* Task goal
Filter the listing below down to the lines holding the word "image", and copy those lines.

☆ ☆ ☆ ☆ ☆

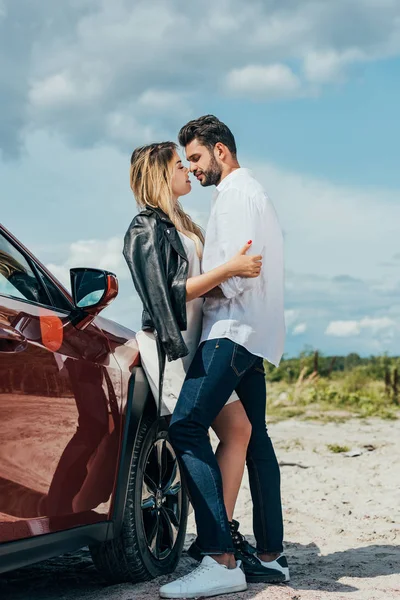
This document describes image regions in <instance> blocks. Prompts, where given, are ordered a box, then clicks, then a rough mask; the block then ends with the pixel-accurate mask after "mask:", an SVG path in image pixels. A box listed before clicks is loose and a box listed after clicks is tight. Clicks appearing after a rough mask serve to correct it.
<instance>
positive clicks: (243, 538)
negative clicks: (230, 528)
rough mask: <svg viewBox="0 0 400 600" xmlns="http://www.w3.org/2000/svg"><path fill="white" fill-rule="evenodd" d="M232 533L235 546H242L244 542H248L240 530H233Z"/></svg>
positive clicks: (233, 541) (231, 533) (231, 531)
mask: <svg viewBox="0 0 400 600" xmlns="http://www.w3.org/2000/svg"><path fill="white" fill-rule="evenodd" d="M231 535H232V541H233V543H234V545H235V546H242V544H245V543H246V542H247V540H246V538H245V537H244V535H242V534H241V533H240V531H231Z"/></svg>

☆ ☆ ☆ ☆ ☆

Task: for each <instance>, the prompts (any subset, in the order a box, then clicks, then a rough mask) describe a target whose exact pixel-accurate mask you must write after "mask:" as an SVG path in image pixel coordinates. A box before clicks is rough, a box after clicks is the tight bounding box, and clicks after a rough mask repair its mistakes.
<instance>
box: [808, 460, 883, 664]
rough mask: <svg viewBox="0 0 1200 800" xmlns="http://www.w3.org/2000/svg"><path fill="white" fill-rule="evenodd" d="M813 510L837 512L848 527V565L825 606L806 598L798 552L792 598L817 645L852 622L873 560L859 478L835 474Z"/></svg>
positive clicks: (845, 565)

☆ ☆ ☆ ☆ ☆

* Exercise result
This document describes image regions in <instance> blocks. Prompts, where given, are ordered a box, then clicks, then a rough mask; the block then ends with the pixel-accurate mask after "mask:", an SVG path in image pixels. A box listed before clicks is loose and a box listed after clicks is tight. Clicks appearing after a rough mask serve to correct it.
Task: for each <instance>, the prompts (any subset, in the order a box, then clicks, then a rough mask) describe a target whose exact pixel-accurate mask you must write after "mask:" as an SVG path in image pixel coordinates. A box before clicks is rough, a box after clicks is the tight bounding box, and clicks after a rough mask repair its mistakes.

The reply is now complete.